> [What to do] According to the interview below, how many children does Jenifer Moss have?

> [Text segment]
I'm thrilled to be introducing you today to one of my favorite inspirations -- Jenifer Moss and I have been friends for only about 8 months, but I feel like I've learned so much from her writings and her faith. She has a great gift for writing and has included links to some of her blog posts below. I hope you enjoy getting to know her as much as I have.
Let's start by talking about your family right now. What are
the ages and genders of your children? Do you think your family is complete?
I have seven children,
two boys and then five girls. My oldest is 13 and my youngest just turned
18 months. I believe that children are a blessing from the Lord.
Usually during my pregnancy or right after the birth of a child, I have been
given a special knowledge that this is not the end. I know that someone
else was waiting to come to our family. I felt this so strongly at the
ultrasound for our last baby. I believe there will come a day when I hold
my last child in my arms and feel the confirming peace that I am finished.
But, until then, I marvel at the gifts God has given me. As I rock my seventh
child to sleep I can’t help but think, if I didn’t have seven, I wouldn’t
have HER. I love being a mother.

> [Stored rows]
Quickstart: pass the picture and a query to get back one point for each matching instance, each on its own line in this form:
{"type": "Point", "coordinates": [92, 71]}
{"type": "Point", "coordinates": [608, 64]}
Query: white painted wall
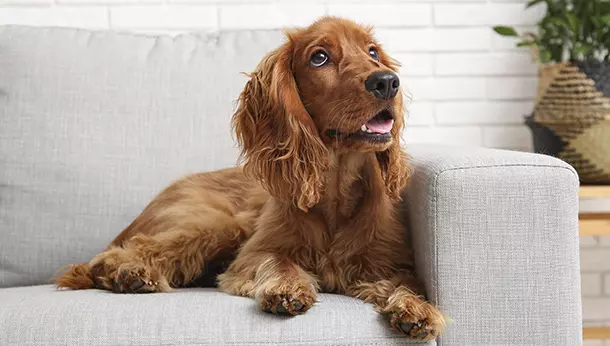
{"type": "Point", "coordinates": [468, 85]}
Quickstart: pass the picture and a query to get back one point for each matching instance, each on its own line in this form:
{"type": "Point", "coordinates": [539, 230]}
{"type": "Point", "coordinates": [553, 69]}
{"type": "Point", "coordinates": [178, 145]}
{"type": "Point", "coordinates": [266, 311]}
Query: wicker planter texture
{"type": "Point", "coordinates": [571, 119]}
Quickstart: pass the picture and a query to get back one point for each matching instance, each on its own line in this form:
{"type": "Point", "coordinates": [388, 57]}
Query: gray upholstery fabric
{"type": "Point", "coordinates": [496, 241]}
{"type": "Point", "coordinates": [40, 315]}
{"type": "Point", "coordinates": [94, 124]}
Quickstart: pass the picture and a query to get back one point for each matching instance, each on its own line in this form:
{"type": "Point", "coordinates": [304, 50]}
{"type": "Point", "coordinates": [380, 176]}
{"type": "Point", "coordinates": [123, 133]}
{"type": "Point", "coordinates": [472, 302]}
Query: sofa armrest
{"type": "Point", "coordinates": [495, 237]}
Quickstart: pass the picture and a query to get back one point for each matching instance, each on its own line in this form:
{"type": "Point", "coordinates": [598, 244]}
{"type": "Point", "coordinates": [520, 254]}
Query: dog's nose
{"type": "Point", "coordinates": [384, 85]}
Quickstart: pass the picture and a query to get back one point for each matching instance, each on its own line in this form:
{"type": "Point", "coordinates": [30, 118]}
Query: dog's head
{"type": "Point", "coordinates": [330, 87]}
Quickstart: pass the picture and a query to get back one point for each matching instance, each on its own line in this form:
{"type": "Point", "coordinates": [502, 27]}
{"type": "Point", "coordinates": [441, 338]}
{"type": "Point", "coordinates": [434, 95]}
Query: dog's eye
{"type": "Point", "coordinates": [318, 58]}
{"type": "Point", "coordinates": [374, 54]}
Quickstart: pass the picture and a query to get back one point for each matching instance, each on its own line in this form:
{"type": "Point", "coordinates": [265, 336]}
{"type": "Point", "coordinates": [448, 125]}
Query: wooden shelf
{"type": "Point", "coordinates": [593, 224]}
{"type": "Point", "coordinates": [594, 191]}
{"type": "Point", "coordinates": [598, 333]}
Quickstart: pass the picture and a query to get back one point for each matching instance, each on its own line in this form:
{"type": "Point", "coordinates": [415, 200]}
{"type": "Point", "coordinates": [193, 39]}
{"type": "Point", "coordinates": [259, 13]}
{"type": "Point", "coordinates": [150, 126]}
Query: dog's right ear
{"type": "Point", "coordinates": [280, 144]}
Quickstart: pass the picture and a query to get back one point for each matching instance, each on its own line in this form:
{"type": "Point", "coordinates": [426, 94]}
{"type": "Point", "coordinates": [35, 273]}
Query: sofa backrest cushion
{"type": "Point", "coordinates": [95, 123]}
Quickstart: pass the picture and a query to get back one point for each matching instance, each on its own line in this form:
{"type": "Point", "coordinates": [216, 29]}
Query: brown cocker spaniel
{"type": "Point", "coordinates": [315, 206]}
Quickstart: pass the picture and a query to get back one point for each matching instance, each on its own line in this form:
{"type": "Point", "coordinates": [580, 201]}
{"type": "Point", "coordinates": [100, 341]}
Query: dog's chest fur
{"type": "Point", "coordinates": [348, 243]}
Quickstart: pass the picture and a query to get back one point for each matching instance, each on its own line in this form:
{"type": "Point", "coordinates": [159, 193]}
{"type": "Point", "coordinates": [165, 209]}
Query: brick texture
{"type": "Point", "coordinates": [466, 84]}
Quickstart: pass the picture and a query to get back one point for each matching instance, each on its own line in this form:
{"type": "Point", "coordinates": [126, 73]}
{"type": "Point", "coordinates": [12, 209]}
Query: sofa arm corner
{"type": "Point", "coordinates": [495, 237]}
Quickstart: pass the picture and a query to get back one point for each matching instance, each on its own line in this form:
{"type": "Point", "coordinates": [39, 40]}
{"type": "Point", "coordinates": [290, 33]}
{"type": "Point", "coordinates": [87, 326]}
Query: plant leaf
{"type": "Point", "coordinates": [505, 31]}
{"type": "Point", "coordinates": [583, 49]}
{"type": "Point", "coordinates": [557, 21]}
{"type": "Point", "coordinates": [545, 56]}
{"type": "Point", "coordinates": [574, 22]}
{"type": "Point", "coordinates": [532, 3]}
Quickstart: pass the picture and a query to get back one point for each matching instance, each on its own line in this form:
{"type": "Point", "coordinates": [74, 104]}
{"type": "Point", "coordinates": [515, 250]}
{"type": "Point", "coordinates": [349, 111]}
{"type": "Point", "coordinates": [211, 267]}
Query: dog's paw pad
{"type": "Point", "coordinates": [418, 330]}
{"type": "Point", "coordinates": [134, 280]}
{"type": "Point", "coordinates": [285, 305]}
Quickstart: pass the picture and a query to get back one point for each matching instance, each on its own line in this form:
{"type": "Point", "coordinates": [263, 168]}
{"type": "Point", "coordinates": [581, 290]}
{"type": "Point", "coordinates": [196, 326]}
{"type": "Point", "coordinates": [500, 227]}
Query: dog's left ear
{"type": "Point", "coordinates": [394, 162]}
{"type": "Point", "coordinates": [280, 144]}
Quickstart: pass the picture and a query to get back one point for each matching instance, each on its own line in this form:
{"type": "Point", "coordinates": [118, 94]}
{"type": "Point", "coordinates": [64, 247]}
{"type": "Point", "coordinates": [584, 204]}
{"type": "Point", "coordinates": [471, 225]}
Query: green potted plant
{"type": "Point", "coordinates": [571, 118]}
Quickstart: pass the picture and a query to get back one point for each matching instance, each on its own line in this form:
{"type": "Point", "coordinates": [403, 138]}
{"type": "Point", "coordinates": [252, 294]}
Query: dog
{"type": "Point", "coordinates": [314, 205]}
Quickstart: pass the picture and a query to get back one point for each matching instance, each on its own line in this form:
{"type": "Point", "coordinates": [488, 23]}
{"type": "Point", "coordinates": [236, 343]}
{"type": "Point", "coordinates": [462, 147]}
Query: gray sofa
{"type": "Point", "coordinates": [94, 124]}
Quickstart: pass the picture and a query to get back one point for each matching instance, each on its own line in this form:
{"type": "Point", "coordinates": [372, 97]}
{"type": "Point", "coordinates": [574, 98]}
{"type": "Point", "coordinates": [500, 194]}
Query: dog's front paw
{"type": "Point", "coordinates": [415, 317]}
{"type": "Point", "coordinates": [422, 327]}
{"type": "Point", "coordinates": [286, 299]}
{"type": "Point", "coordinates": [138, 279]}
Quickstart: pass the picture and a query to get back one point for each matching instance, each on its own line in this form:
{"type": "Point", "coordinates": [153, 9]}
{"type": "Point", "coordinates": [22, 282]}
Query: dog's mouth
{"type": "Point", "coordinates": [377, 129]}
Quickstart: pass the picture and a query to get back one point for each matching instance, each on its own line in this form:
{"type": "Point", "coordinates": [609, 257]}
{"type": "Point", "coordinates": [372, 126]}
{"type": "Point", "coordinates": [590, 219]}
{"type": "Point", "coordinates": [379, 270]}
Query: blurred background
{"type": "Point", "coordinates": [468, 84]}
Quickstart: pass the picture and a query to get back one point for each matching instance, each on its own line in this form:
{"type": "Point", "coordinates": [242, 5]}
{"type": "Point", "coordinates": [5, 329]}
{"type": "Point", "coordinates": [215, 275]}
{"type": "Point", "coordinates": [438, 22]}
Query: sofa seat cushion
{"type": "Point", "coordinates": [42, 315]}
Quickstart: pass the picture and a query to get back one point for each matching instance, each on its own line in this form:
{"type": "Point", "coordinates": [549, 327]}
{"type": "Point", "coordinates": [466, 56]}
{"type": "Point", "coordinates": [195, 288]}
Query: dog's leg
{"type": "Point", "coordinates": [278, 285]}
{"type": "Point", "coordinates": [400, 299]}
{"type": "Point", "coordinates": [156, 263]}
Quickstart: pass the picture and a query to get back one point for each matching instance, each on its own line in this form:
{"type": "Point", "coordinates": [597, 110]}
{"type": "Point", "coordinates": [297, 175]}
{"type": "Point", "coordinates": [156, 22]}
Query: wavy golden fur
{"type": "Point", "coordinates": [312, 209]}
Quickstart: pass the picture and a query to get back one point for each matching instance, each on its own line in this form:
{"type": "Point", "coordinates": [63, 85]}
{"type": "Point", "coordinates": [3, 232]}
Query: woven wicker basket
{"type": "Point", "coordinates": [573, 106]}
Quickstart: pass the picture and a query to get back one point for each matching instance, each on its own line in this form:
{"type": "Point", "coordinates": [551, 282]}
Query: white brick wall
{"type": "Point", "coordinates": [468, 85]}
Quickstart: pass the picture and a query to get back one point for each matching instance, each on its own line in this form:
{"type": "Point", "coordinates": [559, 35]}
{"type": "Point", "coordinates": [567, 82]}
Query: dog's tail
{"type": "Point", "coordinates": [76, 277]}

> [Solution to the exercise] Seven: two boys and five girls.